RECORDS below:

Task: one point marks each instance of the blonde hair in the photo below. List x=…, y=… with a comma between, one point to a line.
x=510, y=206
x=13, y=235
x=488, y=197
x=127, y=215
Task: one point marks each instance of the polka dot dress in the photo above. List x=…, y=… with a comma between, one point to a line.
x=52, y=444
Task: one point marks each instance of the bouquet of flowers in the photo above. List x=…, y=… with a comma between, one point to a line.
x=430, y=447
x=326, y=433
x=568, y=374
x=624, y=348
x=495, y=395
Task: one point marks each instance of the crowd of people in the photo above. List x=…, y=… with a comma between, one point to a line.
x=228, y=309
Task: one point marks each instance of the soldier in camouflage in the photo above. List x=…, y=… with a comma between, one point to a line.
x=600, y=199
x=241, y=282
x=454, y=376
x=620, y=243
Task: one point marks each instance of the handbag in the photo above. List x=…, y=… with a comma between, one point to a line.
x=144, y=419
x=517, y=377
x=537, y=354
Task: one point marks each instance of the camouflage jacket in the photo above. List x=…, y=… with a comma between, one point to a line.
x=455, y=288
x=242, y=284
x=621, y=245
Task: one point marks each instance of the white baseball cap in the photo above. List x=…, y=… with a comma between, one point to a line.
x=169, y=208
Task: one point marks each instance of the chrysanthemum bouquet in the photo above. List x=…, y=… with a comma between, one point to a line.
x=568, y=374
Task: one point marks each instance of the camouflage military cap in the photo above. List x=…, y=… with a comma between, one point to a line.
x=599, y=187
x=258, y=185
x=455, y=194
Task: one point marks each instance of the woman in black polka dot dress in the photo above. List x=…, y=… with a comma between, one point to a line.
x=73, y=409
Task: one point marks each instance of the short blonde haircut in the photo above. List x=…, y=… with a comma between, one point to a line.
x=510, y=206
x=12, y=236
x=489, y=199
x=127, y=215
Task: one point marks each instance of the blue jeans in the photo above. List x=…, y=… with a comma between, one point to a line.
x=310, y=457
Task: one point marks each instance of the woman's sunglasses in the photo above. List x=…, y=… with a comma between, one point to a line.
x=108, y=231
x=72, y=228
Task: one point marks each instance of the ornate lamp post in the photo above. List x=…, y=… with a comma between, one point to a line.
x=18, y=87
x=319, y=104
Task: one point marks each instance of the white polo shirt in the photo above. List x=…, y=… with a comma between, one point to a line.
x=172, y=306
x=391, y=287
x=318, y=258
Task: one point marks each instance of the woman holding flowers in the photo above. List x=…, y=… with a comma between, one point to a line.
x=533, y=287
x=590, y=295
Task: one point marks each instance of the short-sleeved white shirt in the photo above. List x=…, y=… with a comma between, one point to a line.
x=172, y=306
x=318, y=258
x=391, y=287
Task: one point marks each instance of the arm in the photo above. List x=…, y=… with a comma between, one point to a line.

End of RECORDS.

» WHAT YOU SHOULD DO
Print every record above exactly as written.

» THE ANSWER
Task: one point marks each instance of the blonde hair in the photo below. List x=…, y=… with a comma between, one point to a line.
x=510, y=206
x=13, y=235
x=488, y=197
x=127, y=215
Task: one point marks each instance of the polka dot dress in the photo above. List x=…, y=… with a comma between, one point to a line.
x=52, y=444
Task: one point marks each instance of the bouquet of flowers in the photo above. List x=…, y=… with a comma between, one point to a line.
x=430, y=447
x=326, y=433
x=568, y=374
x=624, y=348
x=495, y=395
Task: one point marks each instance of the crowd of people in the photo above. List x=…, y=… with a comma between, one point to a line.
x=228, y=309
Task: one point marks each instance of the soldier in camouflage in the photo above. List x=…, y=… with a comma between, one point to a line.
x=600, y=199
x=241, y=282
x=454, y=376
x=620, y=243
Task: one point marks each instance of the handbag in the photo above. List x=…, y=… with a comma between, one point to a line.
x=144, y=419
x=517, y=377
x=537, y=354
Task: one point marks each instance of the camouflage jacket in the photo above. List x=…, y=… with a comma between, one point to a line.
x=455, y=288
x=242, y=284
x=621, y=245
Task: one point marks each instance of the white baseball cap in the photo above. List x=…, y=… with a comma between, one point to a line.
x=169, y=208
Task: one point marks each instance of the chrysanthemum bouquet in the photo above. List x=…, y=… with a comma between, one point to a line.
x=568, y=374
Task: one point marks each instance of the camouflage military cap in the photo above. List x=…, y=… with a comma between, one point to a line.
x=599, y=187
x=258, y=185
x=455, y=194
Task: one point marks each instance of the woman in black polka dot dress in the photo above. List x=…, y=… with a comma between, one point to a line.
x=73, y=409
Task: one point marks each instance of the short blonde haircut in the photo above. List x=…, y=… with a comma between, one point to a line.
x=510, y=206
x=12, y=236
x=489, y=199
x=127, y=215
Task: one point marks each instance of the blue jeans in the photo above. List x=…, y=… with a comma between, one point to a line.
x=310, y=457
Task: one point marks each instance of the woman's sunglasses in the photo above. List x=…, y=… with a comma between, one point to a line.
x=108, y=231
x=72, y=228
Task: one point marks each instance of the ornate lamp post in the photo above. List x=…, y=… with a comma between, one point to a line.
x=18, y=87
x=319, y=104
Task: one point marks each instance of the white polo shirt in the photo above. List x=…, y=… with a comma between, one point to a line.
x=172, y=306
x=391, y=287
x=318, y=258
Task: one point marks each instance of the woman holding flowers in the photo above. List x=…, y=… with a comma between, one point to a line.
x=533, y=287
x=590, y=295
Task: one point marks each instance of the short-sleeved white shirt in the photo above. List x=…, y=… with a comma between, one point to a line.
x=172, y=306
x=318, y=258
x=391, y=287
Task: one point marks each instance of the arm in the photo above. List x=…, y=… with a comma between, one point to a line.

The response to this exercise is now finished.